Neuron photograph they look like stars with long arms
Neurons

One-celled creatures like bacteria don't have neurons, because they can communicate within themselves through the use of enzymes, but all multicellular animals do have neurons. The simplest and earliest example of neurons is in hydras, which evolved around 600 million years ago.

In hydras, neurons are not organized into nerves, but just spread randomly throughout the body in a nerve net. Beginning with flatworms, about 550 million years ago, the neurons were twisted together into long nerves to reach every part of the body.

A neuron is a specialized kind of cell that usually has a long, thin axon at one end (some are more than a meter long) and dendrites at the other end. Neurons use electric or chemical changes to send messages from the end of one neuron's axon across a gap called the synapse to the dendrites of the next neuron in the chain.

**EXERCISE SET**.
**1.** List every specific kind of organism that the neurons text names.
**2.** Retype the neurons text between "A neuron is" and "in the chain.", inclusive.

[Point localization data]
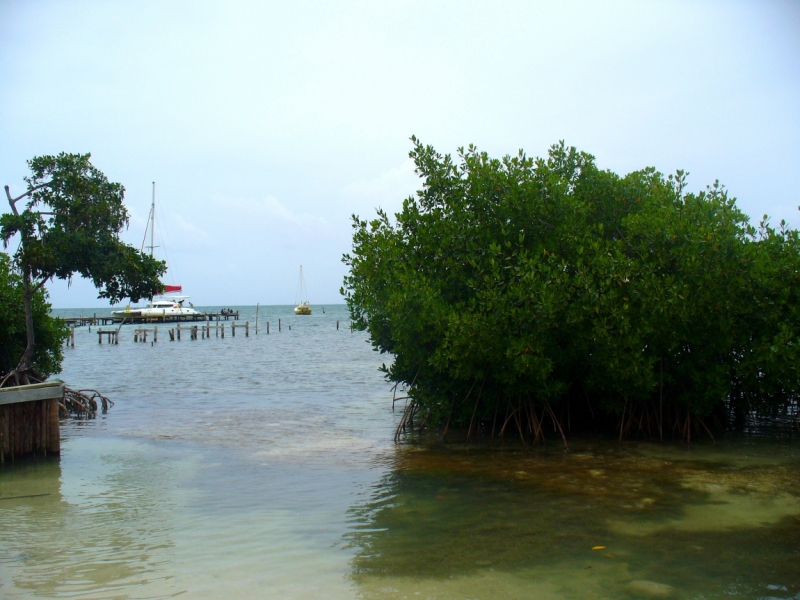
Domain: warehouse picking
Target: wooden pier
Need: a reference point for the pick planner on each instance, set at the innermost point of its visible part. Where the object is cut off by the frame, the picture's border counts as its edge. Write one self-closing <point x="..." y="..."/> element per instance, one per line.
<point x="140" y="334"/>
<point x="112" y="336"/>
<point x="29" y="420"/>
<point x="119" y="319"/>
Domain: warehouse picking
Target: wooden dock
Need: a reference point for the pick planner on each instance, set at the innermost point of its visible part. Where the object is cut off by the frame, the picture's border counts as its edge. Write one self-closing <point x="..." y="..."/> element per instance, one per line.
<point x="96" y="319"/>
<point x="29" y="420"/>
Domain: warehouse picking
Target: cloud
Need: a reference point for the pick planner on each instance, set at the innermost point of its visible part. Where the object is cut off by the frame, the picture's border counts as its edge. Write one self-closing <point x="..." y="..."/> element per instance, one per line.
<point x="387" y="190"/>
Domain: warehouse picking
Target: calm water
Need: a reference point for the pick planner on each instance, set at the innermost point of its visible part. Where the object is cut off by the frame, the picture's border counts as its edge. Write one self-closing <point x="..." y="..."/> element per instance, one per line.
<point x="264" y="467"/>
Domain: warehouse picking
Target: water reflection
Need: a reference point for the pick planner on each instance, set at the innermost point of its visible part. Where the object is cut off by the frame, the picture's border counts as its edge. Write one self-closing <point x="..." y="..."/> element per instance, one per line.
<point x="102" y="533"/>
<point x="460" y="521"/>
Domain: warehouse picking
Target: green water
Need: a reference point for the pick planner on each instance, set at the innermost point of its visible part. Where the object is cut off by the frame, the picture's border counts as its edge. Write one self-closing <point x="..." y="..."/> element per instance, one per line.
<point x="264" y="467"/>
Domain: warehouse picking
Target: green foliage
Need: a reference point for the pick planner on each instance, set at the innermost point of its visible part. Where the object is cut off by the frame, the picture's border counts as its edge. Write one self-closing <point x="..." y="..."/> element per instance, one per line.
<point x="71" y="224"/>
<point x="553" y="281"/>
<point x="50" y="332"/>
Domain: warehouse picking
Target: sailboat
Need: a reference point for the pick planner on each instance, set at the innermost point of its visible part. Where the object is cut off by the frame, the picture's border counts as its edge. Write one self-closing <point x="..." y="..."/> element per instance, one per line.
<point x="166" y="306"/>
<point x="303" y="308"/>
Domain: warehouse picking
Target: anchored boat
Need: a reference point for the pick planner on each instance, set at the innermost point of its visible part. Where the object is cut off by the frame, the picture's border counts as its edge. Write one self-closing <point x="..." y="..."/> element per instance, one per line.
<point x="167" y="305"/>
<point x="303" y="307"/>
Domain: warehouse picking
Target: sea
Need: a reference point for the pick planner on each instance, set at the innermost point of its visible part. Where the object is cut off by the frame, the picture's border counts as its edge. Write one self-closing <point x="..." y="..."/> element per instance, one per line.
<point x="265" y="466"/>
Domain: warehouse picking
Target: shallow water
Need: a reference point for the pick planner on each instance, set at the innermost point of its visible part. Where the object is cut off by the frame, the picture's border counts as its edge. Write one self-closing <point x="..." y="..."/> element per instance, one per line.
<point x="264" y="467"/>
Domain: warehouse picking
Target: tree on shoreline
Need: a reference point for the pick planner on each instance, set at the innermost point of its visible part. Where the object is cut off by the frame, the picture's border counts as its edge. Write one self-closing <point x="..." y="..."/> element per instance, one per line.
<point x="521" y="291"/>
<point x="70" y="223"/>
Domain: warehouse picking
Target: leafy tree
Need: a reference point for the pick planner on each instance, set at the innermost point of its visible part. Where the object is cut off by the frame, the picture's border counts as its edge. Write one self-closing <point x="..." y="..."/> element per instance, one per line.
<point x="50" y="333"/>
<point x="538" y="289"/>
<point x="70" y="223"/>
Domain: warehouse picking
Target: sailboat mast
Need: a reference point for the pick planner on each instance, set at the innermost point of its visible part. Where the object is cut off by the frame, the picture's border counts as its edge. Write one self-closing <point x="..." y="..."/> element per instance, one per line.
<point x="153" y="220"/>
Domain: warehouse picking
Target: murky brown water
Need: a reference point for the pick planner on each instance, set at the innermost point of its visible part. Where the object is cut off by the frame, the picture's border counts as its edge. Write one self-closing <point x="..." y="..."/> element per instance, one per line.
<point x="263" y="467"/>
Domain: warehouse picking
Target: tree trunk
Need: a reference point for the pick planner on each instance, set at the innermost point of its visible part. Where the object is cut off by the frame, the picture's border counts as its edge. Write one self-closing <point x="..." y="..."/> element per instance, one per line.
<point x="27" y="356"/>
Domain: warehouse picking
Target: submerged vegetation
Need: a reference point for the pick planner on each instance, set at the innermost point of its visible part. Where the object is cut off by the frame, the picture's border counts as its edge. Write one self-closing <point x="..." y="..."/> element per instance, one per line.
<point x="521" y="292"/>
<point x="67" y="221"/>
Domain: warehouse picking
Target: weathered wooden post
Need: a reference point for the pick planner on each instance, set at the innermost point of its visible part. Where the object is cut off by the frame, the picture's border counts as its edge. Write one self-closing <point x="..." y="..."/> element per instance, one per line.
<point x="29" y="420"/>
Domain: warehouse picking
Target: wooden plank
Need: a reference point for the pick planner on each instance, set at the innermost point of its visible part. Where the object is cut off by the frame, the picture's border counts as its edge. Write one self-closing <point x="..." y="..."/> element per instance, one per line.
<point x="31" y="393"/>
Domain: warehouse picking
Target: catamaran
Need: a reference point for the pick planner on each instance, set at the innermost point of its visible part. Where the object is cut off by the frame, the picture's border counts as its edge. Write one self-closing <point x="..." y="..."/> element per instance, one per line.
<point x="303" y="308"/>
<point x="168" y="305"/>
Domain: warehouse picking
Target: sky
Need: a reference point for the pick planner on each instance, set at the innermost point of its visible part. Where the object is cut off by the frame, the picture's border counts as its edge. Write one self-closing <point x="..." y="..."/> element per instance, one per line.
<point x="266" y="125"/>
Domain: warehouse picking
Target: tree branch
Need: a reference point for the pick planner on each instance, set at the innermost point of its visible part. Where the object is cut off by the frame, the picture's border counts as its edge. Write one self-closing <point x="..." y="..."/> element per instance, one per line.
<point x="13" y="201"/>
<point x="39" y="285"/>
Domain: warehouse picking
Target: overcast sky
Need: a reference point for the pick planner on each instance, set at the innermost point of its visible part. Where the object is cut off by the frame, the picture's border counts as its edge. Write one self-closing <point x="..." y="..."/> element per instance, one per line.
<point x="266" y="125"/>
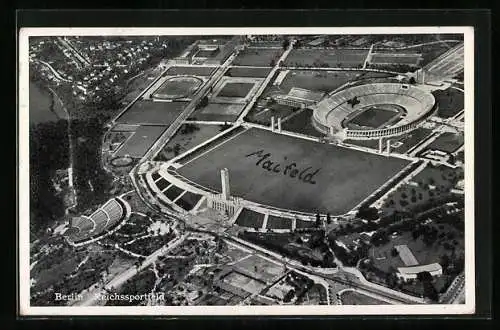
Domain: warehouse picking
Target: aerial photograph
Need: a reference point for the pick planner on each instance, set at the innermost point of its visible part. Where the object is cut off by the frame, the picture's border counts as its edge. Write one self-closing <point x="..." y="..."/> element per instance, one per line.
<point x="246" y="170"/>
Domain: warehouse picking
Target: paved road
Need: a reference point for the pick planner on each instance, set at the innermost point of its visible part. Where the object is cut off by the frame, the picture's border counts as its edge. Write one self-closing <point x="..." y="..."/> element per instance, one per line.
<point x="170" y="131"/>
<point x="358" y="280"/>
<point x="92" y="298"/>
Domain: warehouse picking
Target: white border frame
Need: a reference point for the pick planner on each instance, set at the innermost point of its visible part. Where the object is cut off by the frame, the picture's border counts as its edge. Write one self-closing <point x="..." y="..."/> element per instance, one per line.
<point x="24" y="197"/>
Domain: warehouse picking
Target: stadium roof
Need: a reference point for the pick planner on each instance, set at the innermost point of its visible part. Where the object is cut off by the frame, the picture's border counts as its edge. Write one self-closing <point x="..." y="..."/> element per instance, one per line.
<point x="435" y="267"/>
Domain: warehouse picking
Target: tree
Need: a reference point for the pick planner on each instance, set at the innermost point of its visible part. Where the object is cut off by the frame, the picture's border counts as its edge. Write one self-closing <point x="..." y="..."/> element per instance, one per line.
<point x="318" y="220"/>
<point x="285" y="43"/>
<point x="367" y="213"/>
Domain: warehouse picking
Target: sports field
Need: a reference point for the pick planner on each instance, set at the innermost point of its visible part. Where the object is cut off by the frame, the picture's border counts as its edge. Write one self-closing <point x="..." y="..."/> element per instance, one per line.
<point x="248" y="72"/>
<point x="447" y="142"/>
<point x="178" y="87"/>
<point x="356" y="298"/>
<point x="218" y="112"/>
<point x="190" y="70"/>
<point x="327" y="57"/>
<point x="260" y="268"/>
<point x="258" y="57"/>
<point x="140" y="141"/>
<point x="291" y="173"/>
<point x="235" y="89"/>
<point x="383" y="58"/>
<point x="322" y="81"/>
<point x="150" y="112"/>
<point x="243" y="282"/>
<point x="184" y="140"/>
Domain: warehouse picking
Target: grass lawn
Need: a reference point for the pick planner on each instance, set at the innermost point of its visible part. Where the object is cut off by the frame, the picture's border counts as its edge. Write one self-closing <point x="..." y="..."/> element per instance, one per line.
<point x="319" y="177"/>
<point x="356" y="298"/>
<point x="379" y="58"/>
<point x="248" y="72"/>
<point x="263" y="116"/>
<point x="302" y="123"/>
<point x="218" y="112"/>
<point x="190" y="70"/>
<point x="260" y="268"/>
<point x="321" y="81"/>
<point x="330" y="57"/>
<point x="450" y="102"/>
<point x="250" y="219"/>
<point x="412" y="139"/>
<point x="187" y="141"/>
<point x="178" y="87"/>
<point x="257" y="56"/>
<point x="235" y="90"/>
<point x="447" y="142"/>
<point x="140" y="141"/>
<point x="383" y="259"/>
<point x="150" y="112"/>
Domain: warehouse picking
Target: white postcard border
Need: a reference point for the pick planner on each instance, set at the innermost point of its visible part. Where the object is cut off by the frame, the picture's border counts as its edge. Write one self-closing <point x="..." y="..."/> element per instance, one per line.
<point x="23" y="178"/>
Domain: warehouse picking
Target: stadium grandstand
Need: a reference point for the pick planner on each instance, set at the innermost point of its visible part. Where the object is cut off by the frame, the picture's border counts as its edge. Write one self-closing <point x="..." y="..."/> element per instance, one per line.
<point x="333" y="113"/>
<point x="108" y="216"/>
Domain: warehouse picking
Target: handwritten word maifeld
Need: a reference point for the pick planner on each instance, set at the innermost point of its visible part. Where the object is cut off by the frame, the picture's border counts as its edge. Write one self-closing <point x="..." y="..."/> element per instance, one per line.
<point x="291" y="169"/>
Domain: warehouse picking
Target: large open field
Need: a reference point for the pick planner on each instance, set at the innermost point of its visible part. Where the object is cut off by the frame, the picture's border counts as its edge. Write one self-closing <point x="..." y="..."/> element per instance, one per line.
<point x="178" y="87"/>
<point x="185" y="139"/>
<point x="258" y="56"/>
<point x="327" y="57"/>
<point x="150" y="112"/>
<point x="260" y="268"/>
<point x="140" y="141"/>
<point x="391" y="58"/>
<point x="450" y="102"/>
<point x="42" y="108"/>
<point x="218" y="112"/>
<point x="235" y="89"/>
<point x="356" y="298"/>
<point x="291" y="173"/>
<point x="322" y="81"/>
<point x="236" y="71"/>
<point x="190" y="70"/>
<point x="447" y="142"/>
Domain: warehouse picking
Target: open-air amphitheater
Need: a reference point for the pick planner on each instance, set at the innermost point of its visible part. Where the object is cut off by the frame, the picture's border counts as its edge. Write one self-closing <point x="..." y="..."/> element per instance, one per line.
<point x="332" y="113"/>
<point x="102" y="222"/>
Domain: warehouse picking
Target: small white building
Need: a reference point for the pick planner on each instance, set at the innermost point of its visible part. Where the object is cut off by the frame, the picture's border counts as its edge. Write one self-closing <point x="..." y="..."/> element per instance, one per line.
<point x="410" y="273"/>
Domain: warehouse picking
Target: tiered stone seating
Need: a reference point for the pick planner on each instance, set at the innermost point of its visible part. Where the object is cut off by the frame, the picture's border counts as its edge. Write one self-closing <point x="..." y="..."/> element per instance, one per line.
<point x="331" y="111"/>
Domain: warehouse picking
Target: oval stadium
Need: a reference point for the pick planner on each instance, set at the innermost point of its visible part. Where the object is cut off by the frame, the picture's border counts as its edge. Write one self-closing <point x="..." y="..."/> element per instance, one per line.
<point x="373" y="110"/>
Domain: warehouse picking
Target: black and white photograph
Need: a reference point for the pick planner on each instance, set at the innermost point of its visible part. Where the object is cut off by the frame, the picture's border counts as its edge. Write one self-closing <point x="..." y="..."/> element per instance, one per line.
<point x="246" y="171"/>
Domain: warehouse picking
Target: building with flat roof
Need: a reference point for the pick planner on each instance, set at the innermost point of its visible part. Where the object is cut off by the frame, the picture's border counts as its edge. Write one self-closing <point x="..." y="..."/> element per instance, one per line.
<point x="410" y="273"/>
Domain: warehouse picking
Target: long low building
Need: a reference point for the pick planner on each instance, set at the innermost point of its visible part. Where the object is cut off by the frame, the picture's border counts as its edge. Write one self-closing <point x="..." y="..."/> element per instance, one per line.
<point x="410" y="273"/>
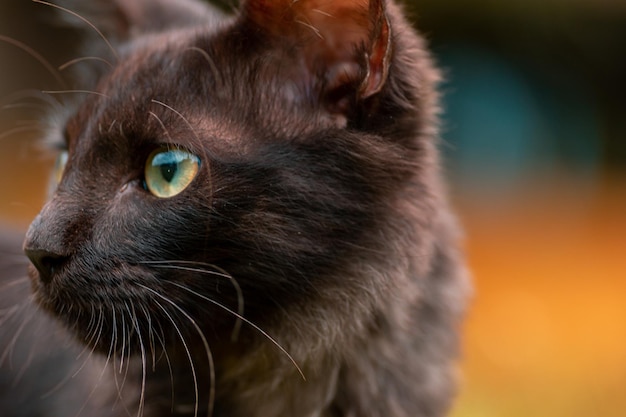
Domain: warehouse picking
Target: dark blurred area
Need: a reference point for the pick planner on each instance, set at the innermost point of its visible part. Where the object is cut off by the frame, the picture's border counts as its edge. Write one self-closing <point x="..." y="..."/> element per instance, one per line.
<point x="534" y="142"/>
<point x="533" y="87"/>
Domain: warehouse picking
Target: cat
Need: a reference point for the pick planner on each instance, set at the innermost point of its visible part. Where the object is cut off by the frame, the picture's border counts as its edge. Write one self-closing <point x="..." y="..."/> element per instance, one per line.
<point x="248" y="218"/>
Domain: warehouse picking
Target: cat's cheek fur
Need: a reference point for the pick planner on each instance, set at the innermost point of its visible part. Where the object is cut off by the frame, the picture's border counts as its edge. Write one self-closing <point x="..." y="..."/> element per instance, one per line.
<point x="314" y="253"/>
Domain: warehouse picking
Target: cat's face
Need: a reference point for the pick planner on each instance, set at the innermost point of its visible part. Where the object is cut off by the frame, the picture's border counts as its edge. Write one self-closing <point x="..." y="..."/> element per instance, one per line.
<point x="217" y="170"/>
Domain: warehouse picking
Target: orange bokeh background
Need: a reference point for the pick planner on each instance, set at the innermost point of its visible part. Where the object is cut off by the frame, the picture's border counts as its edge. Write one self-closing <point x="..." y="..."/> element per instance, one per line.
<point x="545" y="334"/>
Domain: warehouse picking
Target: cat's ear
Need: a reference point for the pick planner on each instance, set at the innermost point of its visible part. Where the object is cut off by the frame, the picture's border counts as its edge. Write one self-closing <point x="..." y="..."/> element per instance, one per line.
<point x="345" y="42"/>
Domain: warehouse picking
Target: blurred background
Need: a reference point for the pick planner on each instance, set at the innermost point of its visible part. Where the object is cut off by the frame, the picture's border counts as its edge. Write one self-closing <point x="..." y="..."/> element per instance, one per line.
<point x="535" y="145"/>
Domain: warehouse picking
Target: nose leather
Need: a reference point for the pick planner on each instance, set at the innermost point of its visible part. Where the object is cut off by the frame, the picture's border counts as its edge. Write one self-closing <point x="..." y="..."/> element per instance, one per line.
<point x="47" y="263"/>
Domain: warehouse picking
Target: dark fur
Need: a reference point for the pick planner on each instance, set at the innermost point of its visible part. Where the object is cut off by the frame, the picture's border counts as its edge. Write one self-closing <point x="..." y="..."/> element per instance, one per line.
<point x="319" y="195"/>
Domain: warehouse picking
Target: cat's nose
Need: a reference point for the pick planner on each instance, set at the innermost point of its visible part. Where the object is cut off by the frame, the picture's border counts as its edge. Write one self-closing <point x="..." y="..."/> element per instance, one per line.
<point x="47" y="263"/>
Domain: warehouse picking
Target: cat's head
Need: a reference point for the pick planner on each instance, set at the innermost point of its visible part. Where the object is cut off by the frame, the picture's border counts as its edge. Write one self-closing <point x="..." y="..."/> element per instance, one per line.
<point x="226" y="166"/>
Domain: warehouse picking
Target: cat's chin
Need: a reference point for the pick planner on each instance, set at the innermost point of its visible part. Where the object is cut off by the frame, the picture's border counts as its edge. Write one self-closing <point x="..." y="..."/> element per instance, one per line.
<point x="104" y="312"/>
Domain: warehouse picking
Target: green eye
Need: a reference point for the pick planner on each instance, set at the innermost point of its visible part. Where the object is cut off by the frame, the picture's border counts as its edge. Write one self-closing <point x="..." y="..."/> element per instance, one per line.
<point x="169" y="171"/>
<point x="59" y="166"/>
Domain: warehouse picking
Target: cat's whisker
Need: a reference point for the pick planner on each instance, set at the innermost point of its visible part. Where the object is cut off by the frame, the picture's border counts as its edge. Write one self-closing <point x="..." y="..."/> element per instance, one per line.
<point x="83" y="59"/>
<point x="220" y="273"/>
<point x="183" y="118"/>
<point x="19" y="130"/>
<point x="142" y="397"/>
<point x="150" y="336"/>
<point x="248" y="322"/>
<point x="161" y="339"/>
<point x="185" y="346"/>
<point x="43" y="61"/>
<point x="167" y="133"/>
<point x="8" y="351"/>
<point x="75" y="92"/>
<point x="91" y="25"/>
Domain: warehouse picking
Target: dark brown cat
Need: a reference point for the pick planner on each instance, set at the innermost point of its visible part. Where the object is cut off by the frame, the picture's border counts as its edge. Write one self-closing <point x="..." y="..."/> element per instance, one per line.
<point x="249" y="218"/>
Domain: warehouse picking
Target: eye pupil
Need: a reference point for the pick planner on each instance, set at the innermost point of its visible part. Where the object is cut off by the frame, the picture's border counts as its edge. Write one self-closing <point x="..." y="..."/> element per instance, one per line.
<point x="169" y="171"/>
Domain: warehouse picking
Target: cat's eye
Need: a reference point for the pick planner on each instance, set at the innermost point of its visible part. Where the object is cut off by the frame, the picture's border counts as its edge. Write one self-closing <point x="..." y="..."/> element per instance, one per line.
<point x="169" y="171"/>
<point x="59" y="166"/>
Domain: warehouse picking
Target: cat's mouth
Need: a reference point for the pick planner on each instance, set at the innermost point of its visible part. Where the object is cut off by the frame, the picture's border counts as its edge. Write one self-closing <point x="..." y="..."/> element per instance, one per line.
<point x="105" y="309"/>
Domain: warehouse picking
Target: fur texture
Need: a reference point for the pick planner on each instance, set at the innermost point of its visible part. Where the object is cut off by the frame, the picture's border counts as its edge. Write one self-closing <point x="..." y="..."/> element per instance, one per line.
<point x="310" y="269"/>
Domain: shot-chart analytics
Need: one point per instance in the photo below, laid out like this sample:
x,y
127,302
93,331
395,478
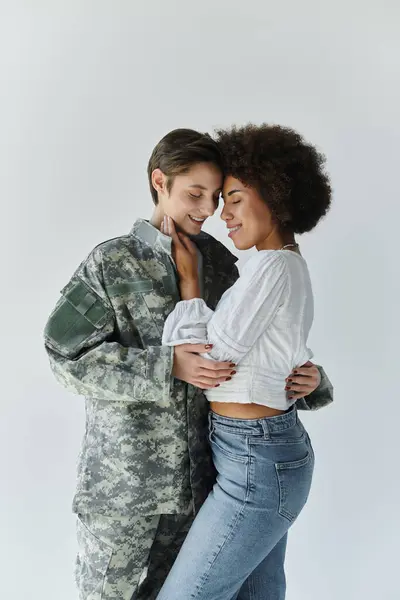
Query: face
x,y
247,216
193,198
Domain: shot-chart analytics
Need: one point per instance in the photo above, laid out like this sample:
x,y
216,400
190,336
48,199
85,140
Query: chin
x,y
241,245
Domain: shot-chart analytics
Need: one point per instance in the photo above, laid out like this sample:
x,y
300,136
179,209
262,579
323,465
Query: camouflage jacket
x,y
145,448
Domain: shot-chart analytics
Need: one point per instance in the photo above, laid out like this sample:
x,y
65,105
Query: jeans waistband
x,y
265,425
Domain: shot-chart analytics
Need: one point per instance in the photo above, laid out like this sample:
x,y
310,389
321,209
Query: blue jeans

**SOLUTION SET**.
**1.** bacteria, hydras, flatworms

**2.**
A neuron is a specialized kind of cell that usually has a long, thin axon at one end (some are more than a meter long) and dendrites at the other end. Neurons use electric or chemical changes to send messages from the end of one neuron's axon across a gap called the synapse to the dendrites of the next neuron in the chain.